__Goal of the exercise__.
Where the line with "Query: woman's eyebrow" appears below, start writing out lines exactly, and finish with the line with "of the gable", which is included; write out nothing else.

+ + + + + + +

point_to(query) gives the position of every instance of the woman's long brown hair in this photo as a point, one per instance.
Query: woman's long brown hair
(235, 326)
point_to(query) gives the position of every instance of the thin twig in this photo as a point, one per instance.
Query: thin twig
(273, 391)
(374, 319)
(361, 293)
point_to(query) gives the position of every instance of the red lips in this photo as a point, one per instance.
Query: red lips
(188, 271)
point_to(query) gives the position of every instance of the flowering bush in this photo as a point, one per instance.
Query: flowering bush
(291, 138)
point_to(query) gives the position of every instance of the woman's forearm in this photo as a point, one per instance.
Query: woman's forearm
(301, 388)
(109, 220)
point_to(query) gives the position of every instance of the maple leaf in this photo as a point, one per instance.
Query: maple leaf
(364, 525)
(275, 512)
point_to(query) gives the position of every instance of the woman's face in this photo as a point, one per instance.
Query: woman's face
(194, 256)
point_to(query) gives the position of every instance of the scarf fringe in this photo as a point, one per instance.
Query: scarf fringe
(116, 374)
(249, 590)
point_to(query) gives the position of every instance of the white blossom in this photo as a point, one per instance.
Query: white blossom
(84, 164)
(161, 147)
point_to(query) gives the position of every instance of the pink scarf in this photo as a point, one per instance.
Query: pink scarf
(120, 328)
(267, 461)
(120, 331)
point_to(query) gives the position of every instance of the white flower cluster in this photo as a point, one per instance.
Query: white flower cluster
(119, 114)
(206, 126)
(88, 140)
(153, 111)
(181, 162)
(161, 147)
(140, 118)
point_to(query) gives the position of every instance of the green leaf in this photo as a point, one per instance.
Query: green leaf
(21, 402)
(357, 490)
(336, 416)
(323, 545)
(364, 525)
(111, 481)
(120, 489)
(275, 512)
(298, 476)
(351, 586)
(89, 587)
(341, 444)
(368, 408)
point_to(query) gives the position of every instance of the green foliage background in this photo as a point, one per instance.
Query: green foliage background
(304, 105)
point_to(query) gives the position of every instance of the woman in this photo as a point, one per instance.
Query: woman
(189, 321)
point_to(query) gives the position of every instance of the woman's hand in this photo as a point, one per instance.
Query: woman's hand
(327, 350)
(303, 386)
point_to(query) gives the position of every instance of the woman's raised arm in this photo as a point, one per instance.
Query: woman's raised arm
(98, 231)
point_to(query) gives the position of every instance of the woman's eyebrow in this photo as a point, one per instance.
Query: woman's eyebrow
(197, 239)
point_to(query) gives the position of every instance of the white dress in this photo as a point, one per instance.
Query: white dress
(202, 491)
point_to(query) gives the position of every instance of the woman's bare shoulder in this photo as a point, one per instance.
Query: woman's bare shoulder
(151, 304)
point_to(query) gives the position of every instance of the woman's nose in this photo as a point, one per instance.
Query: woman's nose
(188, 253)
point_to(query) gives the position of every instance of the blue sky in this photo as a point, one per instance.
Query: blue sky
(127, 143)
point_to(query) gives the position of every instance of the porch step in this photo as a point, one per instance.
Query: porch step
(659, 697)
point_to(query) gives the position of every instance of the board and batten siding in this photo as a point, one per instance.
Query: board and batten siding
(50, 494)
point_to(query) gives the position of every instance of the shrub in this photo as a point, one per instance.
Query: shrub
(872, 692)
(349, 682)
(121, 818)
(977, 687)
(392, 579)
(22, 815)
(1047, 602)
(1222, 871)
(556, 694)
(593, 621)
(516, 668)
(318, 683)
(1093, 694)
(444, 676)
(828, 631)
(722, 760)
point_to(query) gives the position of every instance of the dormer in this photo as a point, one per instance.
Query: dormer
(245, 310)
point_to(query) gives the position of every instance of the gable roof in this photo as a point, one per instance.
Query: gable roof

+ + + + + + +

__Task answer__.
Query: woman's eyebrow
(197, 239)
point_to(query) gives the position of every instance of the white dress in this photo as a point, one per instance.
Query: white dress
(202, 491)
point_to(query) gives the position of every instance of the woman's bare shoulder in this photo as a point, one per instance.
Query: woman's bare shoulder
(151, 304)
point_to(query) gives the position of every instance of the woman's nose in this photo as a point, one per instance.
Query: woman's nose
(188, 253)
point_to(query) gives the position of every instance of the blue sky in this photo as a point, one per instance.
Query: blue sky
(127, 143)
point_to(query) gives the position of every instance of the porch step in this photo as a point, one per instance.
Query: porch step
(659, 697)
point_to(query) gives the position of every instance of the board and batten siding in this photo as a point, one per instance.
Query: board and batten siding
(50, 494)
point_to(query) gives the position of every instance of the shrub in this photo as a point, one per instance.
Query: shrub
(872, 692)
(349, 682)
(121, 818)
(977, 687)
(392, 579)
(22, 815)
(1047, 602)
(1222, 871)
(556, 694)
(593, 621)
(516, 668)
(318, 683)
(1093, 694)
(444, 676)
(828, 631)
(722, 760)
point_to(query) gives the position of every instance of the dormer in this photo as a point, one per instance.
Query: dormer
(245, 310)
point_to(query) gives the position of every instance of the gable roof in this photo as a point, one per instance.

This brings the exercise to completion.